Part of a data file

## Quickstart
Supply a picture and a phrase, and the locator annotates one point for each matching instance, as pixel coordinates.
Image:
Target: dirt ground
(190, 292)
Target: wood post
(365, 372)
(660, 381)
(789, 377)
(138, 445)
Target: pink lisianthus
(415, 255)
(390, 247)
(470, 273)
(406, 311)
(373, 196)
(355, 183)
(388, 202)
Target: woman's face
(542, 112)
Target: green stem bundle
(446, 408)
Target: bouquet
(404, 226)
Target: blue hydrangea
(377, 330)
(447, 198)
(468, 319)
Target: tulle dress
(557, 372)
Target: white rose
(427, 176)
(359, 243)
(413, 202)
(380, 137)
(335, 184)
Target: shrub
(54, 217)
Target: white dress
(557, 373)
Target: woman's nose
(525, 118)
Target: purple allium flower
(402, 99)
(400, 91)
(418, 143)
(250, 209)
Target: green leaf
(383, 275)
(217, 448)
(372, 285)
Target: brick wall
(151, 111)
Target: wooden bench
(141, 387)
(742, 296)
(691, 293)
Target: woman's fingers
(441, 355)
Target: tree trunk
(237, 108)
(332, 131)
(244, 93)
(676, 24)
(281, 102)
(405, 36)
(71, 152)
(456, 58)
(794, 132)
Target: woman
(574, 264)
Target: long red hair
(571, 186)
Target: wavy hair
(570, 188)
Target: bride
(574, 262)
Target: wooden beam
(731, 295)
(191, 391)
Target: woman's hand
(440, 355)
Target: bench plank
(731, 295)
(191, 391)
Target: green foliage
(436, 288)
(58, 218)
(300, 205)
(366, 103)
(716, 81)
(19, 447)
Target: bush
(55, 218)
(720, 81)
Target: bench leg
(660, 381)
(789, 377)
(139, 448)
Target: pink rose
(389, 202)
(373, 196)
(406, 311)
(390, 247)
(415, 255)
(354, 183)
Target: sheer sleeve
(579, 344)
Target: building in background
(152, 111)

--

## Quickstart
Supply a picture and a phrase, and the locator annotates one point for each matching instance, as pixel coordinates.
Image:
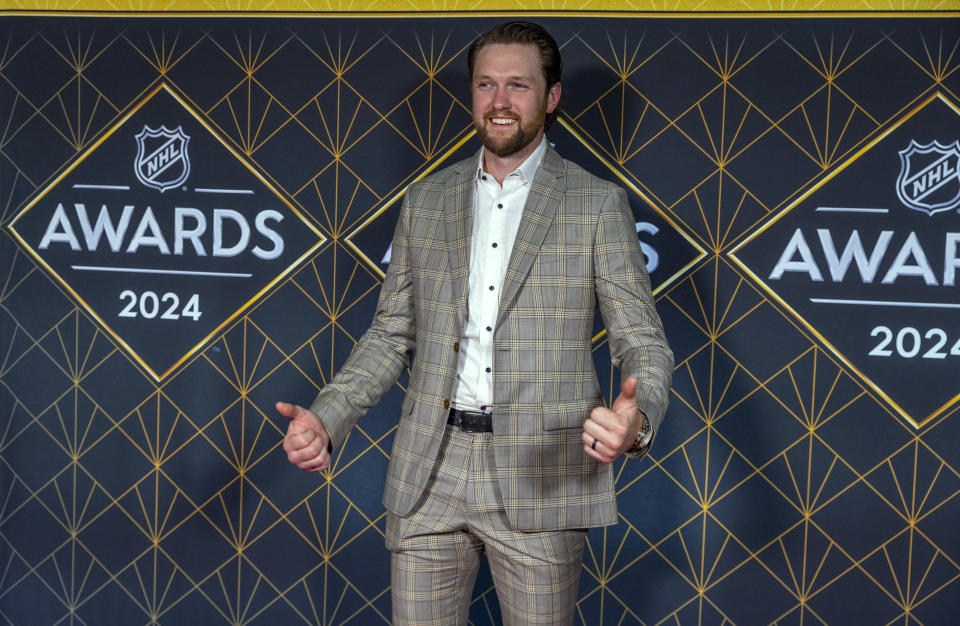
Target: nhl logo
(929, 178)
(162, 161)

Exercise description
Find each line in the rows above that contains the string "woman", and copy those lines. The match is case-sensitive.

Response to this exercise
Target: woman's face
Target: woman's nose
Target: woman's fingers
Target: woman
Target: woman's hand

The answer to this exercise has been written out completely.